Records from a collection >>
----------

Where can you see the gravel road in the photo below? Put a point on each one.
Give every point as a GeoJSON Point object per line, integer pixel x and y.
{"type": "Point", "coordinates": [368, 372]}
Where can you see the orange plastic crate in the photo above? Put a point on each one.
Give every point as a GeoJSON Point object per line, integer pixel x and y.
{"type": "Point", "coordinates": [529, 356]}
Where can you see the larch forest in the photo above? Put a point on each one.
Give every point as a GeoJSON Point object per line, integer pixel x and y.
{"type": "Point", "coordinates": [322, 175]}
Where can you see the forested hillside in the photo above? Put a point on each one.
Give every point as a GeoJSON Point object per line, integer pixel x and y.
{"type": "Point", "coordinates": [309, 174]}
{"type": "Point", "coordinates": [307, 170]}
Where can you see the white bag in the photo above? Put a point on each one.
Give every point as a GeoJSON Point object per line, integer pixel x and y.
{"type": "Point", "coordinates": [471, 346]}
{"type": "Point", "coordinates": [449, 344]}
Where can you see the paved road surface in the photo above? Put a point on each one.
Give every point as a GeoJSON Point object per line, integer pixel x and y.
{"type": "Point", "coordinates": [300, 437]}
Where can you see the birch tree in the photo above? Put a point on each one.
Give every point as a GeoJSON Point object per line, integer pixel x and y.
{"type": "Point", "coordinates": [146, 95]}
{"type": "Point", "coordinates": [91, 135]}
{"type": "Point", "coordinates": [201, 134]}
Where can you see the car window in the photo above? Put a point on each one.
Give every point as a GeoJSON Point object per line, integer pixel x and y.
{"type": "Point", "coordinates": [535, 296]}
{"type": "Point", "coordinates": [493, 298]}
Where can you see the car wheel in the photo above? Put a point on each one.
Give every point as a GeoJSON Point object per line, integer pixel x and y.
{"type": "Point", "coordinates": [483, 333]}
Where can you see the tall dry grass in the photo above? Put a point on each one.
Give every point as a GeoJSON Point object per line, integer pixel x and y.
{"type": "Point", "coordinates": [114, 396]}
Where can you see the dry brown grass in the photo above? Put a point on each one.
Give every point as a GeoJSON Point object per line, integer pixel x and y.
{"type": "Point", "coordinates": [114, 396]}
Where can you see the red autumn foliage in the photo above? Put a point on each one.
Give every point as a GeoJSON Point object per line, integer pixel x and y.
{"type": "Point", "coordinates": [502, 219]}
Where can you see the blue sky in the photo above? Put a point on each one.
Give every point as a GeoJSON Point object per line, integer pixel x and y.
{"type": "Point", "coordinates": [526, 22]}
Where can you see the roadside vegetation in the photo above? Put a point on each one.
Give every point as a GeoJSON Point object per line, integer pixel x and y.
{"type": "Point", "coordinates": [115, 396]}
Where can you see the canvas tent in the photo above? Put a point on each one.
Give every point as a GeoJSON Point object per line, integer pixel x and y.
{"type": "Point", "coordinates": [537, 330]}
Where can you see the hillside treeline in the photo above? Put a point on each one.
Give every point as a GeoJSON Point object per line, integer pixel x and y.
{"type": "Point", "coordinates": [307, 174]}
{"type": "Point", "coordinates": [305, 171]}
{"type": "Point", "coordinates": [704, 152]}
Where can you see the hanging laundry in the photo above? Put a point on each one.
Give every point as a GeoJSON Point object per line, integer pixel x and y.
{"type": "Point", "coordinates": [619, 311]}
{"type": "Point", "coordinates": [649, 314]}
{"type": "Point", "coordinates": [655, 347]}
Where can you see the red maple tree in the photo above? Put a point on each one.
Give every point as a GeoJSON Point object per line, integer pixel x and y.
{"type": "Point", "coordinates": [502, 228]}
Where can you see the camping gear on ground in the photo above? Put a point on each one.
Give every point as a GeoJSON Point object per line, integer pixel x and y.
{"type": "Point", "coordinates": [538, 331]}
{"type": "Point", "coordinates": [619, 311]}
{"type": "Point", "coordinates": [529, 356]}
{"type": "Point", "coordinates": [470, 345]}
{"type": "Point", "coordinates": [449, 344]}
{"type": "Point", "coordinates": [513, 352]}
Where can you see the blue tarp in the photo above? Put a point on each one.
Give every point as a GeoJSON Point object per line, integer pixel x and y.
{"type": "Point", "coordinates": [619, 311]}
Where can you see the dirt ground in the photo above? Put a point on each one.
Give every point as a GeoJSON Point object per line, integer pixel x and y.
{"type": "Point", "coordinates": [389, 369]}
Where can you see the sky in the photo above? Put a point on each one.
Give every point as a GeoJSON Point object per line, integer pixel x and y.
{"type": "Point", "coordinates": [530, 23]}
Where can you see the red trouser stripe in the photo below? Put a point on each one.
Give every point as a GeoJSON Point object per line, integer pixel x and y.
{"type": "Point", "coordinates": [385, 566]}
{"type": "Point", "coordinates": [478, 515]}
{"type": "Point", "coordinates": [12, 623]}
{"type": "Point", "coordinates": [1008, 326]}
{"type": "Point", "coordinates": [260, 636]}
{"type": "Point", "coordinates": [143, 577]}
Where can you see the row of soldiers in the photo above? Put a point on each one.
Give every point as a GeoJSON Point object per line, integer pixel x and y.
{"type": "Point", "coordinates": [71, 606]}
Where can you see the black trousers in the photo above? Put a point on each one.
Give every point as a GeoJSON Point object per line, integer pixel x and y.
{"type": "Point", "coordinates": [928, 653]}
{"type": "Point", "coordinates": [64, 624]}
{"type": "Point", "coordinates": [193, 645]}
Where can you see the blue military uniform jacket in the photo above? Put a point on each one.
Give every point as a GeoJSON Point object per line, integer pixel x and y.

----------

Direction >> Copy every one of the rows above word for word, without changing any line.

Response >>
Where can you see the gravel road in the photo below? Put a point on each one.
Give every point as a GeoJSON Point object per line, integer pixel x and y.
{"type": "Point", "coordinates": [368, 372]}
Where can you see the orange plastic crate in the photo above? Put a point on each one.
Give every point as a GeoJSON Point object per line, integer pixel x and y.
{"type": "Point", "coordinates": [529, 356]}
Where can you see the larch forest in the photo above? Put a point on each one.
Give every point as a GeoJSON Point object per line, integer pixel x and y.
{"type": "Point", "coordinates": [322, 175]}
Where can you see the forested hillside in the photo above? Put a point on each one.
Give every point as a GeoJSON Point object per line, integer pixel x and y.
{"type": "Point", "coordinates": [309, 174]}
{"type": "Point", "coordinates": [307, 170]}
Where can you see the white bag in the photo above? Put a point on each one.
Give every point as a GeoJSON Point object per line, integer pixel x and y.
{"type": "Point", "coordinates": [471, 346]}
{"type": "Point", "coordinates": [449, 344]}
Where can you see the paved road surface in the photo above? Put a point on each one.
Give every point as a GeoJSON Point object per line, integer pixel x and y.
{"type": "Point", "coordinates": [300, 437]}
Where can you see the birch tree in the photo above? Put a point on each one.
Give every point as a GeoJSON Point object per line, integer pixel x and y.
{"type": "Point", "coordinates": [146, 95]}
{"type": "Point", "coordinates": [91, 135]}
{"type": "Point", "coordinates": [201, 134]}
Where can you see the car window in the photo above? Put a point on each one.
Give every point as a GeoJSON Point object per line, integer pixel x and y.
{"type": "Point", "coordinates": [535, 296]}
{"type": "Point", "coordinates": [493, 298]}
Where can you see the car wheel in the photo above? Put a point on each one.
Give every point as a GeoJSON Point object per line, integer pixel x and y.
{"type": "Point", "coordinates": [483, 333]}
Where can you see the tall dry grass in the photo above? Put a point on each one.
Give every point as a GeoJSON Point object per line, integer pixel x and y.
{"type": "Point", "coordinates": [114, 396]}
Where can you see the dry brown grass in the photo above? Put a point on each one.
Give every point as a GeoJSON Point object per line, integer pixel x and y.
{"type": "Point", "coordinates": [114, 396]}
Where can you see the red autumn foliage in the photo above? Put a point on each one.
Give every point as a GeoJSON Point object per line, integer pixel x and y.
{"type": "Point", "coordinates": [502, 219]}
Where can you see the blue sky in the photo above? Put a point on each one.
Give every point as a GeoJSON Point object per line, integer pixel x and y.
{"type": "Point", "coordinates": [526, 22]}
Where can you see the roadside vegetation in the photo above? Put a point on each one.
Give every point as a GeoJSON Point object per line, integer pixel x and y.
{"type": "Point", "coordinates": [115, 396]}
Where can you see the canvas tent in the photo above? Put a point on each one.
Give every point as a GeoJSON Point object per line, integer pixel x and y.
{"type": "Point", "coordinates": [537, 330]}
Where can you see the hillside treeline in the photo above? Put a point on each one.
Give every point as a GeoJSON Point object per line, integer pixel x and y.
{"type": "Point", "coordinates": [307, 174]}
{"type": "Point", "coordinates": [305, 171]}
{"type": "Point", "coordinates": [704, 152]}
Where can you see the hanging laundry in the photo above? Put a point on each one.
Give every point as a GeoJSON Point object per line, integer pixel x and y.
{"type": "Point", "coordinates": [619, 311]}
{"type": "Point", "coordinates": [649, 314]}
{"type": "Point", "coordinates": [655, 347]}
Where can you see the red maple tree in the photo above? Put a point on each one.
Give every point as a GeoJSON Point object per line, integer pixel x and y.
{"type": "Point", "coordinates": [502, 228]}
Where can you see the camping gear on ground in the photo above? Put a point on each one.
Give every point as a GeoJSON Point object per line, integer pixel x and y.
{"type": "Point", "coordinates": [538, 331]}
{"type": "Point", "coordinates": [619, 311]}
{"type": "Point", "coordinates": [529, 356]}
{"type": "Point", "coordinates": [470, 345]}
{"type": "Point", "coordinates": [449, 344]}
{"type": "Point", "coordinates": [513, 352]}
Where can you see the blue tarp in the photo above? Put a point on each one.
Give every point as a GeoJSON Point object per line, integer pixel x and y.
{"type": "Point", "coordinates": [619, 311]}
Where can you see the dirt ground in the photo above? Put a point on each one.
Give every point as a GeoJSON Point object per line, integer pixel x and y.
{"type": "Point", "coordinates": [389, 369]}
Where can you see the sky in the photo above? Put a point on each one.
Give every point as a GeoJSON Point object per line, integer pixel x and y.
{"type": "Point", "coordinates": [530, 23]}
Where can you see the red trouser stripe in the photo below? Put a point on each one.
Give every point as a GeoJSON Point object per line, integer pixel x and y.
{"type": "Point", "coordinates": [385, 566]}
{"type": "Point", "coordinates": [478, 515]}
{"type": "Point", "coordinates": [12, 623]}
{"type": "Point", "coordinates": [1008, 326]}
{"type": "Point", "coordinates": [260, 636]}
{"type": "Point", "coordinates": [143, 577]}
Where can you see the row of soldiers in the photo above? Put a point on each one.
Give every point as a GeoJSON Point object per line, integer pixel x and y.
{"type": "Point", "coordinates": [71, 606]}
Where can you see the black trousers in the photo above? Put a point on each one.
Give every point as a GeoJSON Point object per line, integer pixel x and y.
{"type": "Point", "coordinates": [928, 653]}
{"type": "Point", "coordinates": [64, 624]}
{"type": "Point", "coordinates": [193, 645]}
Where can you see the blue military uniform jacket in the photo above? Put a point on each one.
Give every point as a GeoJSON Point object per line, integer pixel x and y.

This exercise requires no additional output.